> **What is needed**
Each line from the one that holds "segment(query) returns the" to the end of the records is to be retyped exactly. Pictures are not part of the copy.

> **Stored data**
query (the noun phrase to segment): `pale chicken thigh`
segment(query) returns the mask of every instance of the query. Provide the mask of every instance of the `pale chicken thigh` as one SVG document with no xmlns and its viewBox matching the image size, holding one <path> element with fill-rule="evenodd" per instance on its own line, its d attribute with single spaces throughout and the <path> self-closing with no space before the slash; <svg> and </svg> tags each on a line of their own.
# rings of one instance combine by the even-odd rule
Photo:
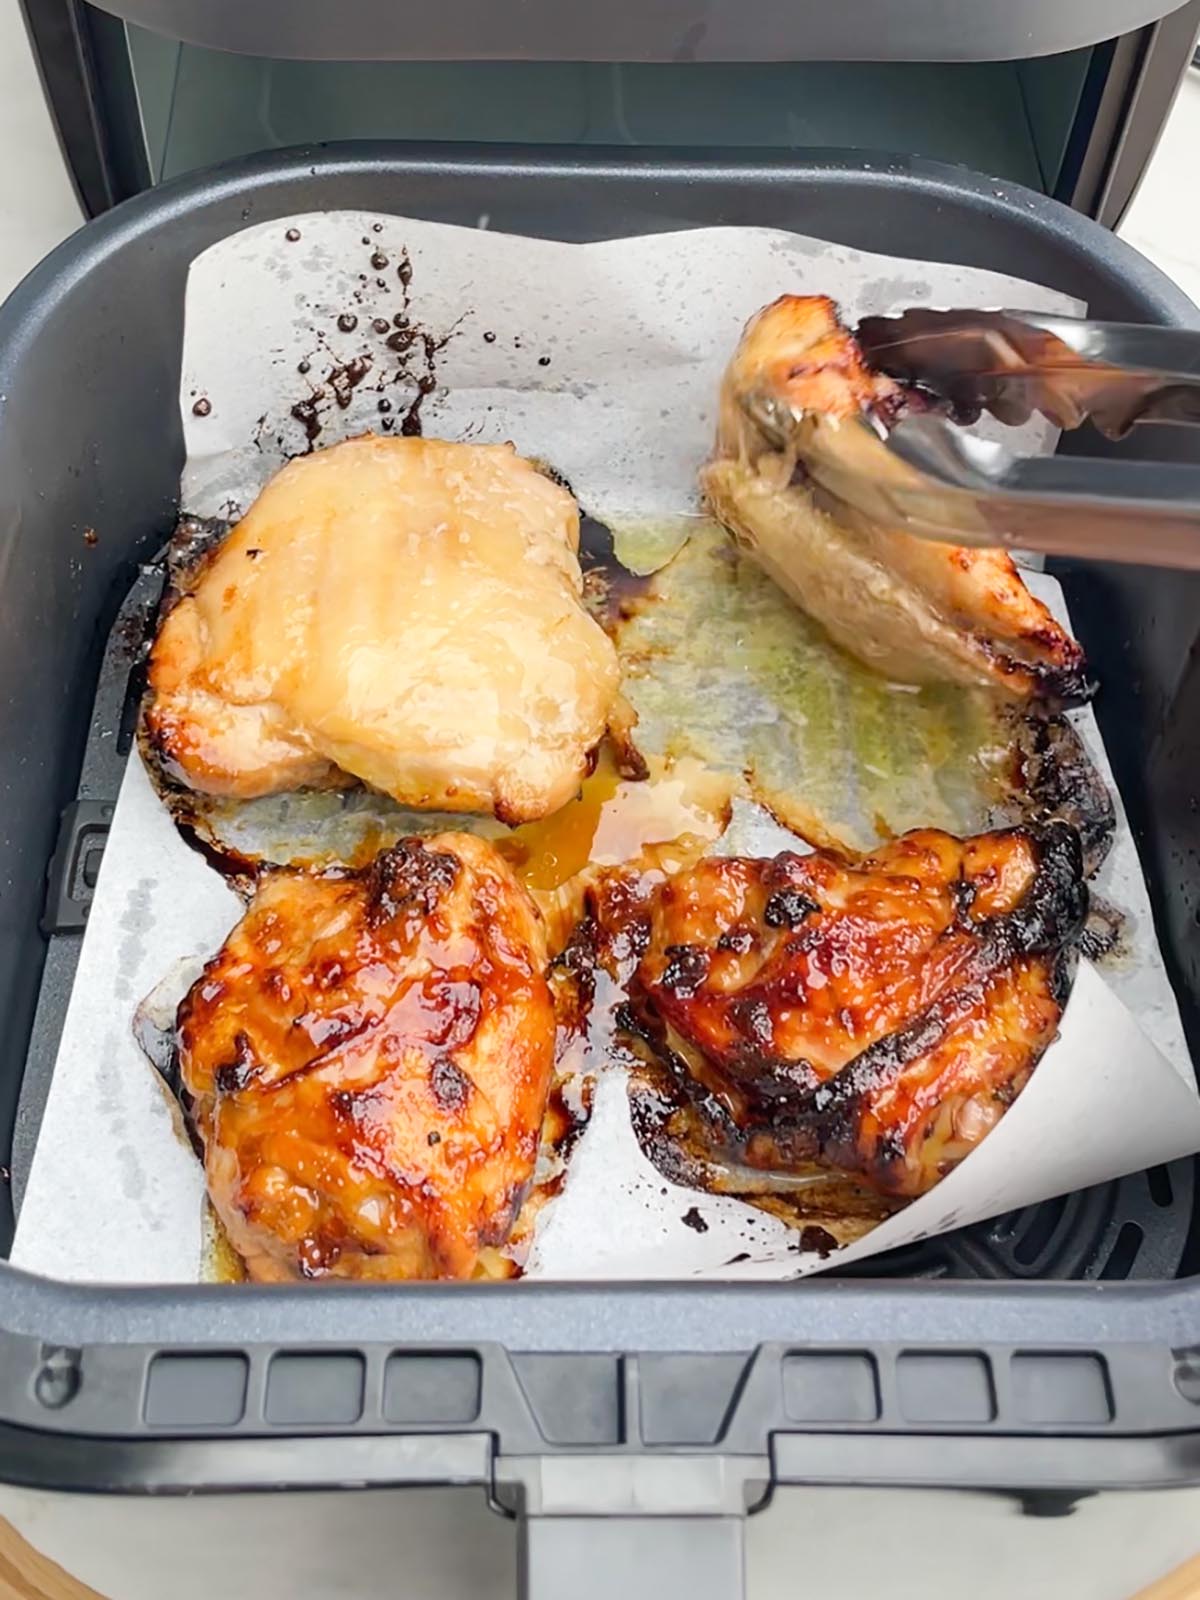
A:
<svg viewBox="0 0 1200 1600">
<path fill-rule="evenodd" d="M 284 467 L 150 657 L 168 773 L 249 798 L 347 775 L 403 805 L 555 811 L 617 698 L 579 512 L 511 445 L 347 440 Z"/>
</svg>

> **Solution for this problem**
segment(query) returns the mask of every instance of the query. Provide the mask of every instance of the `pale chicken thigh` as one SVG document with no xmlns and its viewBox matching the image size, holding one <path> element with fill-rule="evenodd" per instance on its own line, its d attribute with single spaces throughout and the <path> self-closing with no space before the slash; <svg> and </svg> tags each on a line of their own.
# rings of one instance combine by the even-odd rule
Photo:
A:
<svg viewBox="0 0 1200 1600">
<path fill-rule="evenodd" d="M 284 467 L 150 657 L 168 773 L 249 798 L 347 775 L 403 805 L 555 811 L 617 698 L 579 512 L 511 445 L 347 440 Z"/>
</svg>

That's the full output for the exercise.